━━━ STORED RECORDS ━━━

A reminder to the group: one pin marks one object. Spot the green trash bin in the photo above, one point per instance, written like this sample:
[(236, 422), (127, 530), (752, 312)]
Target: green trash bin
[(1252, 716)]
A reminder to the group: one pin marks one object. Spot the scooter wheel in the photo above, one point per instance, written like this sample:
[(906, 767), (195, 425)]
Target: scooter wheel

━━━

GOAL OF THE EXERCISE » Convert the records above into a Markdown table with the columns Row and Line, putting one line in each row, numbering the rows, and skipping blank lines.

CORRECT ANSWER »
| Row | Line |
|---|---|
| 1 | A reminder to the group: one pin marks one object. Spot the green trash bin in the photo above, one point per instance, written like this sample: |
| 2 | [(236, 422), (127, 530), (752, 312)] |
| 3 | Target: green trash bin |
| 4 | [(1252, 716)] |
| 5 | A reminder to the group: one pin marks one object. Spot the scooter wheel in the photo above, one point per instance, written like this sample: |
| 6 | [(906, 767), (195, 425)] |
| 7 | Target: scooter wheel |